__TASK STATEMENT__: When you reach the line containing "Each instance receives one keypoint. Put a point on the race" in the records below, start copying exactly, and stop once you have copied the line containing "the athlete's torso".

__Point localization data__:
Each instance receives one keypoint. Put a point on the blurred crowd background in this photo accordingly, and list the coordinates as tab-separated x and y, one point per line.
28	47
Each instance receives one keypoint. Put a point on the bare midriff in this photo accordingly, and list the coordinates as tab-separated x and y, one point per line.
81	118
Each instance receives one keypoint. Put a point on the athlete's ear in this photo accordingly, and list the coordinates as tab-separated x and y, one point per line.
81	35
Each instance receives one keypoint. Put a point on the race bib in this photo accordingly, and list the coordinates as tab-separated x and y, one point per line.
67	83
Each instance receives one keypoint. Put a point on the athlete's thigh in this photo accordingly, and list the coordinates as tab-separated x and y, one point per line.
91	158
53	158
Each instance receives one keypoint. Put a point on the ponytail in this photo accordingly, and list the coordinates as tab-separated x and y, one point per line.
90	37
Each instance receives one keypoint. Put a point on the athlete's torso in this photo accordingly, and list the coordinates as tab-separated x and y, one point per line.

--

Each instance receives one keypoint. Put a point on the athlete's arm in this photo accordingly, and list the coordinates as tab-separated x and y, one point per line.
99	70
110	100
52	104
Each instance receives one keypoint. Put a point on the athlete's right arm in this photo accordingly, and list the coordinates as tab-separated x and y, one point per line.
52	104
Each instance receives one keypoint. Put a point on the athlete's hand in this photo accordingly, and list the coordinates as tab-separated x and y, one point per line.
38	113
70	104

__EXERCISE SOLUTION__:
Each instance receives one keypoint. Put a point on the race bib in this photo accordingly, and list the coordinates as tab-separated x and y, one point per line.
67	83
Each instance receives one keypoint. Put a point on the athlete's thigh in this photo accordingly, and list the coordinates as tab-separated x and y, one point per line.
91	158
53	158
Each instance receives one keypoint. Put a point on the ponytail in this photo accordingly, and list the coordinates as tab-separated x and y, one point per line.
90	37
Each instance receives one keypoint. Put a point on the athlete's torso in this photo accordingly, and list the coordinates as tab-separated x and y, one point per line.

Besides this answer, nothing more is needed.